--- start ---

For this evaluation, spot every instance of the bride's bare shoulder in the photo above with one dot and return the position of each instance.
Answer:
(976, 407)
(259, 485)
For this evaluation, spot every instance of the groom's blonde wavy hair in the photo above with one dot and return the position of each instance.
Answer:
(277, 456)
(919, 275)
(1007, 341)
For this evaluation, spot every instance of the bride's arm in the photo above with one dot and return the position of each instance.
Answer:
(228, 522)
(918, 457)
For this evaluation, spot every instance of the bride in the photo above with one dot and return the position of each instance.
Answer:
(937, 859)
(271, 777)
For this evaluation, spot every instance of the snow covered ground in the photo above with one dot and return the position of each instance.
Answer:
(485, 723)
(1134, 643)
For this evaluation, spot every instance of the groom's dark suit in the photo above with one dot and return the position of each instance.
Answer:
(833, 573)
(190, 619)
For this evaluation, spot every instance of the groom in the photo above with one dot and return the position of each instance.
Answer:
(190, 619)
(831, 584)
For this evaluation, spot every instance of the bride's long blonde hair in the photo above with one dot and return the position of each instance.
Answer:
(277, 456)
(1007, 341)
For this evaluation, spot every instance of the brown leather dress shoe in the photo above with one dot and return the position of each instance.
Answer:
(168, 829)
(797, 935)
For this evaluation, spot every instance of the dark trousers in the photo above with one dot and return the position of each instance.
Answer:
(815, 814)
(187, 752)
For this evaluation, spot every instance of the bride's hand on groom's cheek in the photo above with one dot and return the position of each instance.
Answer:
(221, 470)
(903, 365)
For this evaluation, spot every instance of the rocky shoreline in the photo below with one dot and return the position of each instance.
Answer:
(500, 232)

--- end ---
--- start ---

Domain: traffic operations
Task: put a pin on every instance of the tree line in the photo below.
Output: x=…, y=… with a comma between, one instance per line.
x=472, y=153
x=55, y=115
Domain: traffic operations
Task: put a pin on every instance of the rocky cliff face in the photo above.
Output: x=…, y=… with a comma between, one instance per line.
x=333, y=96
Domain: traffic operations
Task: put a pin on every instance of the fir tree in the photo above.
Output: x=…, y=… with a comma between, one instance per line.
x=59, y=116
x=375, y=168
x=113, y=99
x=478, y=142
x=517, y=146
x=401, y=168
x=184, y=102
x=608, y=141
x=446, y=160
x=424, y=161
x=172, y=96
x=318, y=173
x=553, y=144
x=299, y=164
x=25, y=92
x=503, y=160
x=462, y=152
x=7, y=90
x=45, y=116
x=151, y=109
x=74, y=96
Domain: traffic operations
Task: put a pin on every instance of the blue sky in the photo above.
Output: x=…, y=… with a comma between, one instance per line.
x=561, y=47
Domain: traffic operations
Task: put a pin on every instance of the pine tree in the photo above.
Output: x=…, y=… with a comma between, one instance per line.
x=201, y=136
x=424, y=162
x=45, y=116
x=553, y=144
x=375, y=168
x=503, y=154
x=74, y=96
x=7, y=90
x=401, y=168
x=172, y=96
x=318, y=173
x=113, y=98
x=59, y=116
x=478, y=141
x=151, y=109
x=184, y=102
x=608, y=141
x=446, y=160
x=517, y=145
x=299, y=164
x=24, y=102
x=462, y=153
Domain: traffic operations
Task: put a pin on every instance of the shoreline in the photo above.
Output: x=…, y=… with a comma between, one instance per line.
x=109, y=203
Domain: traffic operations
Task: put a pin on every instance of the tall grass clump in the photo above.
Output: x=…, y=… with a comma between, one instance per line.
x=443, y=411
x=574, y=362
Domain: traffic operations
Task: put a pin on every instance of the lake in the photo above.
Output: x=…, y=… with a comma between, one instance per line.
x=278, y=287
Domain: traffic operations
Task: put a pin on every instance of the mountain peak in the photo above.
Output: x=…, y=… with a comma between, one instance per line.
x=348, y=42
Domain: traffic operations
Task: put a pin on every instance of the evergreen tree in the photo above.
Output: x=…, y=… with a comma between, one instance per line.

--- end ---

* **Stated problem**: Please gather every line of the records above that contains the string "shoreline", matching case exactly.

* **Result of this exercise**:
For this evaluation, spot every instance of the rocky shoreline in the photo below with one dot and return the position of each instance.
Task: put a pin on every instance of the shoreline in the photo above.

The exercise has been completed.